Task directions
Copy each of the records below line for line, changing nothing.

Data rows
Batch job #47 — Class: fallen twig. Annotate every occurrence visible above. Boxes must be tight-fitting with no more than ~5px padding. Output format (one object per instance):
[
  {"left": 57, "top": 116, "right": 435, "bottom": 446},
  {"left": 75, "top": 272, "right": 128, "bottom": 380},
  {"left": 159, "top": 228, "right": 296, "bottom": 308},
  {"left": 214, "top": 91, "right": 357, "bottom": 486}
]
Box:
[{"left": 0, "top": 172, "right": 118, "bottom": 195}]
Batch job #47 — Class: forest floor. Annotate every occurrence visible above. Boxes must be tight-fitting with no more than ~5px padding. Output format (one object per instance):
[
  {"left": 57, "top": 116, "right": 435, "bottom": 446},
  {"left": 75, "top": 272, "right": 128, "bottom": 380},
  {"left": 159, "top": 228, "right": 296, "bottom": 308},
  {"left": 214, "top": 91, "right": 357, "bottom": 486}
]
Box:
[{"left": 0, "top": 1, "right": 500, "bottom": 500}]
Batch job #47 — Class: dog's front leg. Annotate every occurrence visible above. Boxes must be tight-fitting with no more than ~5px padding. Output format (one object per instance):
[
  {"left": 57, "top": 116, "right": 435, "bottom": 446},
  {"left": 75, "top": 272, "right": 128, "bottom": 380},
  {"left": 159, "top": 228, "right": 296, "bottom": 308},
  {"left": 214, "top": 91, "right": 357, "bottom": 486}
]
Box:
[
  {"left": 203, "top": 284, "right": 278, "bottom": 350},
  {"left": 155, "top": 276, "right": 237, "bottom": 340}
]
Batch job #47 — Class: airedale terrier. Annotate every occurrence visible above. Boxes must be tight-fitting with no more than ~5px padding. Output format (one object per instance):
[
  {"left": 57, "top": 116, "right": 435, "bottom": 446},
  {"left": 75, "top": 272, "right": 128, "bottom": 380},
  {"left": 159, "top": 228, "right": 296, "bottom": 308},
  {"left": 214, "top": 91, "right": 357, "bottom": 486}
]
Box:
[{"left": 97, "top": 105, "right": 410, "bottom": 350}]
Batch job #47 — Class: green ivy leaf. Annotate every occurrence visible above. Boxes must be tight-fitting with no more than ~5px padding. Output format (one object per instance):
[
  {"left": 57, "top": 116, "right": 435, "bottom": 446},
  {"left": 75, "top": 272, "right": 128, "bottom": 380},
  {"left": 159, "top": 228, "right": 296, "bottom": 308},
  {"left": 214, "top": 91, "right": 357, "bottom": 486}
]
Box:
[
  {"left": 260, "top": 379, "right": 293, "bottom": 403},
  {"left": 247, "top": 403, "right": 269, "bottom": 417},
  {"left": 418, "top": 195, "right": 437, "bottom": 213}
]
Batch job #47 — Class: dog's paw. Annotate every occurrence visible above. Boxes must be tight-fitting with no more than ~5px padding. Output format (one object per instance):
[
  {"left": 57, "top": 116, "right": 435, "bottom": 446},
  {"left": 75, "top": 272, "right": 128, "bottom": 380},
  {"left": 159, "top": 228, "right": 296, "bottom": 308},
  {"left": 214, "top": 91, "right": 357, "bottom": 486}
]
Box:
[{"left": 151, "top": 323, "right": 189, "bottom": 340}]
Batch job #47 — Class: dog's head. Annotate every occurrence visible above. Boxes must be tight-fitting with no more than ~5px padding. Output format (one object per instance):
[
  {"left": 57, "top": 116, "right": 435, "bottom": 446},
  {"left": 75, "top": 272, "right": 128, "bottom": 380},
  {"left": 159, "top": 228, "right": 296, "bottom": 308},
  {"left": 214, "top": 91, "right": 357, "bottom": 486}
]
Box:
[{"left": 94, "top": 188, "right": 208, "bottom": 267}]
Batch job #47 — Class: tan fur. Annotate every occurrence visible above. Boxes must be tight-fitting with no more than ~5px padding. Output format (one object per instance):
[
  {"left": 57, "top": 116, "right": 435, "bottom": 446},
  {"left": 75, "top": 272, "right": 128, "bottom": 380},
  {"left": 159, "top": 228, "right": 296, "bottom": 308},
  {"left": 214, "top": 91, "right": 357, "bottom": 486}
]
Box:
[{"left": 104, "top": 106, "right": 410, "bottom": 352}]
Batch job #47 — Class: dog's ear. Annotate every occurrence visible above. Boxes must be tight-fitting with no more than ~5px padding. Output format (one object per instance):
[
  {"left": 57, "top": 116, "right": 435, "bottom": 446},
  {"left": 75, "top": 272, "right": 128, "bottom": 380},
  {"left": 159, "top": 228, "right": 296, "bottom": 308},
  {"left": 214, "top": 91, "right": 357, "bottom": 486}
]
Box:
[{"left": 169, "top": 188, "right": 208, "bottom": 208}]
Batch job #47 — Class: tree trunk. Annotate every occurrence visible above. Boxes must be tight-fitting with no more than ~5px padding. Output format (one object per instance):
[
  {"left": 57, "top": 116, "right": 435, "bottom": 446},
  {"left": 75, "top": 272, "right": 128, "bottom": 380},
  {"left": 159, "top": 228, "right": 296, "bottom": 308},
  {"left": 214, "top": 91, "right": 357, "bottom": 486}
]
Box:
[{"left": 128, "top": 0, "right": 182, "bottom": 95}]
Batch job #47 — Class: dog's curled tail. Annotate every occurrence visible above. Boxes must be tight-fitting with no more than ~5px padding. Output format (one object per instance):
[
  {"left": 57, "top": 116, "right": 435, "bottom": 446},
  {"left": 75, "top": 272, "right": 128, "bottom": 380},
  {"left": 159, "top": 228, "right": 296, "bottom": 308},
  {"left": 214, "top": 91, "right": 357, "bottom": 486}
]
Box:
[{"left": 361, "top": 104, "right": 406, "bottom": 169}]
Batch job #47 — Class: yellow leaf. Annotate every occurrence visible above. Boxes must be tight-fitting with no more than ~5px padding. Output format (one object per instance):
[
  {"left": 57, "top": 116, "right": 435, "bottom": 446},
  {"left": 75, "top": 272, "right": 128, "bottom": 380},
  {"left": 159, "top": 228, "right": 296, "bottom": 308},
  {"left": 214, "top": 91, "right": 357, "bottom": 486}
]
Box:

Task output
Batch job #47 — Class: fallen twig. Annotate every occurrence visible above. Boxes must be tight-fitting with no more than ~5px padding. Output format (one object per instance):
[
  {"left": 57, "top": 116, "right": 435, "bottom": 446},
  {"left": 75, "top": 272, "right": 128, "bottom": 380},
  {"left": 159, "top": 228, "right": 296, "bottom": 308},
  {"left": 214, "top": 91, "right": 357, "bottom": 486}
]
Box:
[{"left": 0, "top": 172, "right": 118, "bottom": 195}]
Batch job #47 — Class: forest floor. Annotate every occurrence visible above. Boxes must be tight-fitting with no more than ~5px padding. Output format (one object per instance):
[
  {"left": 57, "top": 116, "right": 435, "bottom": 446},
  {"left": 75, "top": 272, "right": 128, "bottom": 380},
  {"left": 159, "top": 228, "right": 296, "bottom": 308},
  {"left": 214, "top": 91, "right": 357, "bottom": 486}
]
Box:
[{"left": 0, "top": 1, "right": 500, "bottom": 500}]
Batch job #47 — Class: dog's front leg. Annotate every occurrence visible above. Boxes must be tight-fitting with no more than ~5px padding. Output format (one object per instance):
[
  {"left": 57, "top": 116, "right": 435, "bottom": 446},
  {"left": 75, "top": 272, "right": 128, "bottom": 380},
  {"left": 159, "top": 228, "right": 296, "bottom": 308},
  {"left": 214, "top": 91, "right": 357, "bottom": 486}
]
Box:
[
  {"left": 203, "top": 284, "right": 278, "bottom": 350},
  {"left": 155, "top": 276, "right": 237, "bottom": 340}
]
Batch job #47 — Class: airedale terrier. Annotate every occurrence visible above. Boxes must be tight-fitting with no more than ~5px padding. Output format (one object per instance):
[
  {"left": 57, "top": 116, "right": 435, "bottom": 446},
  {"left": 75, "top": 272, "right": 128, "bottom": 380},
  {"left": 159, "top": 228, "right": 296, "bottom": 308},
  {"left": 214, "top": 91, "right": 357, "bottom": 486}
]
Box:
[{"left": 97, "top": 105, "right": 410, "bottom": 350}]
Batch job #47 — Class: green ivy leaf. Annotate every occurrence visible above. Boxes must be tight-fitting with no more than ~5px padding. Output format (one object per instance):
[
  {"left": 57, "top": 116, "right": 435, "bottom": 446},
  {"left": 75, "top": 272, "right": 128, "bottom": 380},
  {"left": 159, "top": 228, "right": 296, "bottom": 308},
  {"left": 214, "top": 91, "right": 357, "bottom": 486}
]
Box:
[
  {"left": 260, "top": 379, "right": 293, "bottom": 403},
  {"left": 247, "top": 403, "right": 269, "bottom": 417},
  {"left": 418, "top": 195, "right": 437, "bottom": 213}
]
Batch job #47 — Class: dog's paw. Annotate every occurrence visible above. Boxes must be tight-fitting with no more than ~5px padding. Output format (one object per instance):
[
  {"left": 57, "top": 116, "right": 435, "bottom": 446},
  {"left": 75, "top": 272, "right": 128, "bottom": 380},
  {"left": 159, "top": 228, "right": 296, "bottom": 308},
  {"left": 214, "top": 91, "right": 357, "bottom": 486}
]
Box:
[{"left": 151, "top": 323, "right": 189, "bottom": 340}]
Batch job #47 — Class: dog's head. Annotate every occurrence visible above. Boxes must be tight-fitting with no more than ~5px padding. Output format (one object per instance):
[
  {"left": 57, "top": 116, "right": 435, "bottom": 446},
  {"left": 75, "top": 272, "right": 128, "bottom": 380},
  {"left": 159, "top": 228, "right": 296, "bottom": 308},
  {"left": 214, "top": 91, "right": 357, "bottom": 486}
]
Box:
[{"left": 94, "top": 188, "right": 208, "bottom": 267}]
Batch job #47 — Class: tan fur. Annotate every occurrence visible above. Boxes must be tight-fitting with no more than ~5px padding. Output format (one object per instance):
[
  {"left": 57, "top": 116, "right": 435, "bottom": 446},
  {"left": 75, "top": 272, "right": 128, "bottom": 380},
  {"left": 159, "top": 228, "right": 296, "bottom": 308},
  {"left": 214, "top": 91, "right": 357, "bottom": 486}
]
Box:
[{"left": 104, "top": 106, "right": 410, "bottom": 352}]
Batch job #47 — Class: dog's ear. Annotate every occurrence visible above. Boxes must be tight-fitting with no more than ~5px padding. Output format (one object per instance):
[
  {"left": 57, "top": 116, "right": 435, "bottom": 446},
  {"left": 75, "top": 272, "right": 128, "bottom": 380},
  {"left": 159, "top": 228, "right": 296, "bottom": 308},
  {"left": 214, "top": 91, "right": 357, "bottom": 486}
]
Box:
[{"left": 169, "top": 188, "right": 208, "bottom": 208}]
Batch job #47 — Class: tree trunk. Annotate every occurrence visible above. Boxes must be tight-fitting with no more than ~5px padding. Output format (one object per instance):
[
  {"left": 57, "top": 116, "right": 435, "bottom": 446},
  {"left": 75, "top": 272, "right": 128, "bottom": 380},
  {"left": 159, "top": 228, "right": 296, "bottom": 308},
  {"left": 214, "top": 91, "right": 357, "bottom": 486}
]
Box:
[{"left": 128, "top": 0, "right": 182, "bottom": 95}]
Batch job #47 — Class: dog's curled tail. Annotate every occurrence visible above. Boxes must be tight-fitting with no more than ~5px padding. Output format (one object per instance):
[
  {"left": 57, "top": 116, "right": 435, "bottom": 446},
  {"left": 75, "top": 272, "right": 128, "bottom": 380},
  {"left": 159, "top": 228, "right": 296, "bottom": 308},
  {"left": 214, "top": 91, "right": 357, "bottom": 486}
]
Box:
[{"left": 361, "top": 104, "right": 406, "bottom": 169}]
Batch job #47 — Class: yellow leaf. Annotate every occurrence visible above. Boxes must be tight-fitting with no more than ~5px padding. Output format (one object per instance):
[
  {"left": 57, "top": 116, "right": 435, "bottom": 446},
  {"left": 75, "top": 272, "right": 128, "bottom": 380},
  {"left": 159, "top": 228, "right": 296, "bottom": 308},
  {"left": 214, "top": 91, "right": 357, "bottom": 486}
]
Box:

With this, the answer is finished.